» Short exercise:
Quote the records word for word, from the line containing "of the metal" through the last line of the records.

%%

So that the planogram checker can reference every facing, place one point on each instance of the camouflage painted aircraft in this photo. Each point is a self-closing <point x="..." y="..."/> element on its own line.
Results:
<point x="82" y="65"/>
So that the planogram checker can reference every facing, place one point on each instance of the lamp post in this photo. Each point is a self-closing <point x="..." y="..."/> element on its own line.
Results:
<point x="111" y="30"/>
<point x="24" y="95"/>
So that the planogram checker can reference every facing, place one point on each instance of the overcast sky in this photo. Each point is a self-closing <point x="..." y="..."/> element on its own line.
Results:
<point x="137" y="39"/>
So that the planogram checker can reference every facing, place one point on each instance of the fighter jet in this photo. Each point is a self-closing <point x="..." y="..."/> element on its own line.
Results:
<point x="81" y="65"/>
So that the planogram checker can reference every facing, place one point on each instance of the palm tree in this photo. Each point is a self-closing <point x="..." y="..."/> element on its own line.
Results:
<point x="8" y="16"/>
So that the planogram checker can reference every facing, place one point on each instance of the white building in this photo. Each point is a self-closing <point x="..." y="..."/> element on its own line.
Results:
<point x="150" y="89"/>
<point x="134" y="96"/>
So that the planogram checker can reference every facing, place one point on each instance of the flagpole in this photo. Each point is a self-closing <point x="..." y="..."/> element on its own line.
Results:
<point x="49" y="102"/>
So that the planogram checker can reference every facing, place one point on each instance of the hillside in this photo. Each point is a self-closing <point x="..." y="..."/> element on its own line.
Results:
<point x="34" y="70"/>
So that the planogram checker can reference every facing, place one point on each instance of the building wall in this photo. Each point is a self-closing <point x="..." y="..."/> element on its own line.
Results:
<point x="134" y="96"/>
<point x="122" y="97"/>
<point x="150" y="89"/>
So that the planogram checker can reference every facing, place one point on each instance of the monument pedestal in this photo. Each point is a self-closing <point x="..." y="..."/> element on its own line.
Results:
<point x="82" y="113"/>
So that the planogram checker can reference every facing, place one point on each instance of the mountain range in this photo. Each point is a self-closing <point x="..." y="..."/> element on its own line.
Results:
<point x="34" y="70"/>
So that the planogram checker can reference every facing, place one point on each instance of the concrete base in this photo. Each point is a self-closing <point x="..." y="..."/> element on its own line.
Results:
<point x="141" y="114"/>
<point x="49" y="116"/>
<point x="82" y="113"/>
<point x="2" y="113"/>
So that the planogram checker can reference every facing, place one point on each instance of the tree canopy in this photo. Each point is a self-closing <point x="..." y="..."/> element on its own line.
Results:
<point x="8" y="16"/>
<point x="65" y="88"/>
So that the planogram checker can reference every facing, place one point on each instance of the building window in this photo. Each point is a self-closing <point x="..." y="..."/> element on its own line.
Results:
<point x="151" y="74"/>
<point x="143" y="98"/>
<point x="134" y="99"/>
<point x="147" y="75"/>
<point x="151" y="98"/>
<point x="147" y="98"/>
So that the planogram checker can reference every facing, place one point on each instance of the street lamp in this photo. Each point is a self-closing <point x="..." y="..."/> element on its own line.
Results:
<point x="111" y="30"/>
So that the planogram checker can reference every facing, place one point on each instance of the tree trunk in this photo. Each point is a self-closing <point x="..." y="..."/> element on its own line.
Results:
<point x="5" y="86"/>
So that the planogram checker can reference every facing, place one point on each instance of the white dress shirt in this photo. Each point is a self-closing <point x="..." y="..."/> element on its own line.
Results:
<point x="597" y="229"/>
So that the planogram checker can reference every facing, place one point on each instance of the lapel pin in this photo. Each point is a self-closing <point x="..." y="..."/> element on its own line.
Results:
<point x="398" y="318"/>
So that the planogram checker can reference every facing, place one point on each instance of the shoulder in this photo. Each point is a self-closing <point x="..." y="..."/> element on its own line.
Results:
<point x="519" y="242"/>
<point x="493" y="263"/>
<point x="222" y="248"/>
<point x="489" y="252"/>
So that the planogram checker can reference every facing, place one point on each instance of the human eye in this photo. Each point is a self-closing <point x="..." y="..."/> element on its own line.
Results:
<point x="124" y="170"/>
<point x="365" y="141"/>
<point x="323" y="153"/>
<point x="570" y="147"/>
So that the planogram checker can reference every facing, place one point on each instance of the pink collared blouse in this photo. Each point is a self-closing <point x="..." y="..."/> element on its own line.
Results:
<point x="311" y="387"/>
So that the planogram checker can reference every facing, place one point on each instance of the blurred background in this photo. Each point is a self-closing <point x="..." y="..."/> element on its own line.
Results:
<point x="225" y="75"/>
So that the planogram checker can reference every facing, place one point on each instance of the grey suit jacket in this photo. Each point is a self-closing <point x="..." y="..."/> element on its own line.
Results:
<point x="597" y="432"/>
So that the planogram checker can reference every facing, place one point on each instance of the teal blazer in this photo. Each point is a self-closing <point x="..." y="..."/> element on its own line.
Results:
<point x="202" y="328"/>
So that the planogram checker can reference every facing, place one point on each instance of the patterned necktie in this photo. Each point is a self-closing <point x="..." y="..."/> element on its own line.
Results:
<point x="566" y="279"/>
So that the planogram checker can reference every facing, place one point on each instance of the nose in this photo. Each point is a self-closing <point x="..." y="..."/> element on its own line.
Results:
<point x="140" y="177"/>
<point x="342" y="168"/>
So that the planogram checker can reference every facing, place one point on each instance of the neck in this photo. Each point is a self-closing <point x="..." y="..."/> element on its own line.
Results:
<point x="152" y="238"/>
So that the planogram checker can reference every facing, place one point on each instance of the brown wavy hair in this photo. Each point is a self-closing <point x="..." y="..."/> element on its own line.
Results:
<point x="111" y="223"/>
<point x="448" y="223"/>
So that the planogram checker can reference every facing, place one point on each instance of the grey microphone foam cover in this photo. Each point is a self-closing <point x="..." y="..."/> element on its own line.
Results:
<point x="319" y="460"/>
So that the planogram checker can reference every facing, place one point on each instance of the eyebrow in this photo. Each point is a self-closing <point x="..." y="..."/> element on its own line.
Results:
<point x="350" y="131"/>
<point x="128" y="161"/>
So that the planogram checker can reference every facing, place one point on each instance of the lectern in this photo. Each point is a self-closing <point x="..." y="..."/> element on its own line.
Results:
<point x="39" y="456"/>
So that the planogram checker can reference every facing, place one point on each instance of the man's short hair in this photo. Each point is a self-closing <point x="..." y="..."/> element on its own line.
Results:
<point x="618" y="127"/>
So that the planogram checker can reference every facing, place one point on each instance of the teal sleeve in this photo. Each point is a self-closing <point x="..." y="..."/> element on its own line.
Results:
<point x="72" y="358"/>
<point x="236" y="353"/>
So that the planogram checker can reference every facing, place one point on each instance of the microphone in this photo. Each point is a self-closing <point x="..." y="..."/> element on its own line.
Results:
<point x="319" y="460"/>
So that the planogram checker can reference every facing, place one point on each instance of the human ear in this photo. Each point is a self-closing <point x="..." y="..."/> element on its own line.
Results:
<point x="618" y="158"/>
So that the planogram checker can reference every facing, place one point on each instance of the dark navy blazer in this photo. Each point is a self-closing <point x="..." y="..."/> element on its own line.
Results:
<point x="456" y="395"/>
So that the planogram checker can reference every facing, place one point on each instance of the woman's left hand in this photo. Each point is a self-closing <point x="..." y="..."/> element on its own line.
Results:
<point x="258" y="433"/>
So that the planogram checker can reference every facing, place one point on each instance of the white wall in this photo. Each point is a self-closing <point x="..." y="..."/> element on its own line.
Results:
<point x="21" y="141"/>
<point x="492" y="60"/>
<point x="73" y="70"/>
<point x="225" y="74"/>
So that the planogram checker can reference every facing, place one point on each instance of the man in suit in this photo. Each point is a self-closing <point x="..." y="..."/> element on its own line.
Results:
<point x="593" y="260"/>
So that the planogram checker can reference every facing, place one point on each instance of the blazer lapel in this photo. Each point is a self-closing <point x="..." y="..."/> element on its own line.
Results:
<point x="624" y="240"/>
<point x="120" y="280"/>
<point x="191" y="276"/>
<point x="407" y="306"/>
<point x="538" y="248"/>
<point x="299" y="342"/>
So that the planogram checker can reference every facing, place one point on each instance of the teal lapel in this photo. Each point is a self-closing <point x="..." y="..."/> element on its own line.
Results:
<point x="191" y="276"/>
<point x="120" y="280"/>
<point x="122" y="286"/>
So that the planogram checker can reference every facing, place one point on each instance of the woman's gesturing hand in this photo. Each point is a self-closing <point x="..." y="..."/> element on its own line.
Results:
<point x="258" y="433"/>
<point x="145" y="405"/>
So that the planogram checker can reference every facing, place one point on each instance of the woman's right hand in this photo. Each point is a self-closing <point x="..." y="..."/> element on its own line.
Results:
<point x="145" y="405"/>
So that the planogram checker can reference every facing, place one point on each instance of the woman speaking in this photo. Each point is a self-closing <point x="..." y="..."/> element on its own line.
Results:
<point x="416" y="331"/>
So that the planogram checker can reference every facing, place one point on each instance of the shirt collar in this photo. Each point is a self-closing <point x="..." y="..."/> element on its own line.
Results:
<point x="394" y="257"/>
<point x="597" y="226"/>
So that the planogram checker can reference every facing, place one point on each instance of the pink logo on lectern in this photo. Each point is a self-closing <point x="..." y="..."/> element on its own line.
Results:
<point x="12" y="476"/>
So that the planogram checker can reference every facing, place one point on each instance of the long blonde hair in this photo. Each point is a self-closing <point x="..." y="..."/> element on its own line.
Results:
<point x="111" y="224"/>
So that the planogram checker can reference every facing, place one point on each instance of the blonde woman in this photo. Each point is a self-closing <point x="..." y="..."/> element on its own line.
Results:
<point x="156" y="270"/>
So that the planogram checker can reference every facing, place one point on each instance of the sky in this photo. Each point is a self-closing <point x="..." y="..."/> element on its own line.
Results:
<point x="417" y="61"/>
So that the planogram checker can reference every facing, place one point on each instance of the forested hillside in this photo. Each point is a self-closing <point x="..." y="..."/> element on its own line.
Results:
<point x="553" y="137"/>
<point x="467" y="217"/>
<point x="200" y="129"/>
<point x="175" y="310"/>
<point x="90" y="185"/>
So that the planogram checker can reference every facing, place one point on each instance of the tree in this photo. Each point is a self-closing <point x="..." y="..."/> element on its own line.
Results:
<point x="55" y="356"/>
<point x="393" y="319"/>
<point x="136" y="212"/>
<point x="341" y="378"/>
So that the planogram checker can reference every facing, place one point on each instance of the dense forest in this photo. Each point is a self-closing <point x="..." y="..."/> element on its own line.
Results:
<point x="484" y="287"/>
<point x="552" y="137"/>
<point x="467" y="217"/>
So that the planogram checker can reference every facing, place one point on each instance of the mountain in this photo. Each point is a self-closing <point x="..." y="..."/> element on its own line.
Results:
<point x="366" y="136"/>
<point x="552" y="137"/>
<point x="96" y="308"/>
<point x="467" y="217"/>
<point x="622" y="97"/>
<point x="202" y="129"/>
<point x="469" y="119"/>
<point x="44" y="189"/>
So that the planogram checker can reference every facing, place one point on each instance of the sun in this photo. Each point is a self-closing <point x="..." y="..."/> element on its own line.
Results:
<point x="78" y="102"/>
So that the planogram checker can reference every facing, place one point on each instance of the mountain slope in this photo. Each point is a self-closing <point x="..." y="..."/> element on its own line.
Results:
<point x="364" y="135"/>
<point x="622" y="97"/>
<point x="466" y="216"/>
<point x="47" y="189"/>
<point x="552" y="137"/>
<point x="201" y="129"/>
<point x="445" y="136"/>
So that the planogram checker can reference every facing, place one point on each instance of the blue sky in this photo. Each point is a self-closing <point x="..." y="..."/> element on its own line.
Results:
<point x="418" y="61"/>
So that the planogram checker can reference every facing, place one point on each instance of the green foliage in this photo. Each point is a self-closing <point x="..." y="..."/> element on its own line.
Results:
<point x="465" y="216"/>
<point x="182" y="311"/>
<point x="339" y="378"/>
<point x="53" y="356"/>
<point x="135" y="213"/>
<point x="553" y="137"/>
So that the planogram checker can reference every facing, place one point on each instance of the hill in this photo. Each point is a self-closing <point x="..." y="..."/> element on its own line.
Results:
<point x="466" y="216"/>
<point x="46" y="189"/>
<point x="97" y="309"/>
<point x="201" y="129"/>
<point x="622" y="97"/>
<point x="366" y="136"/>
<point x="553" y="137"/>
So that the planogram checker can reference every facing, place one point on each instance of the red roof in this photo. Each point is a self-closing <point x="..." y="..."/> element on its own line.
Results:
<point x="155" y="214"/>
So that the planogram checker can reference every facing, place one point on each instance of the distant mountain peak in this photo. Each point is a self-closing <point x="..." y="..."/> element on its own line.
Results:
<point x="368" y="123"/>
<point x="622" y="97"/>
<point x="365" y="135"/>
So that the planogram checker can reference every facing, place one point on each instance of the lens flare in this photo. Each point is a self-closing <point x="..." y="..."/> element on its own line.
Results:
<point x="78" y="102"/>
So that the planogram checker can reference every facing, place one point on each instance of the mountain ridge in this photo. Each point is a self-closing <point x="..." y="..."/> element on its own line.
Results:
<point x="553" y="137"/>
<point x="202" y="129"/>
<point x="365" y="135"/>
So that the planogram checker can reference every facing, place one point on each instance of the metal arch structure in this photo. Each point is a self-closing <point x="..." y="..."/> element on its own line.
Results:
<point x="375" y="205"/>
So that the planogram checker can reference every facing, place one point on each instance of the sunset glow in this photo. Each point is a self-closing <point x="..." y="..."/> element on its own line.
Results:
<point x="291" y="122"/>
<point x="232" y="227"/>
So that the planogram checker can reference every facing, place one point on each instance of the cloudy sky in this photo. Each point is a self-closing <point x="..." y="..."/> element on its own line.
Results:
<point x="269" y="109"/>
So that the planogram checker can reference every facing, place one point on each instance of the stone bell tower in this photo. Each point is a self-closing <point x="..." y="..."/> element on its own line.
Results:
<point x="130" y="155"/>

%%

» Solution to the exercise:
So that the planogram checker can reference every facing, place one point on each instance of the metal arch structure in this photo. Each point is a self-closing <point x="..." y="..."/> element on its own line.
Results:
<point x="375" y="205"/>
So that the planogram checker can reference every facing, place one point on each instance of the sunset glow in this photo. Each point is a self-closing <point x="..." y="..."/> element on its own line.
Results:
<point x="291" y="122"/>
<point x="232" y="227"/>
So that the planogram checker can reference every facing, place one point on each instance of the cloudy sky in this photo. Each point is a self-closing <point x="..." y="..."/> element on its own line.
Results:
<point x="269" y="109"/>
So that the planogram checker can reference every facing, place one point on each instance of the stone bell tower in this photo. Each point is a self-closing <point x="..." y="..."/> element on its own line.
Results:
<point x="130" y="155"/>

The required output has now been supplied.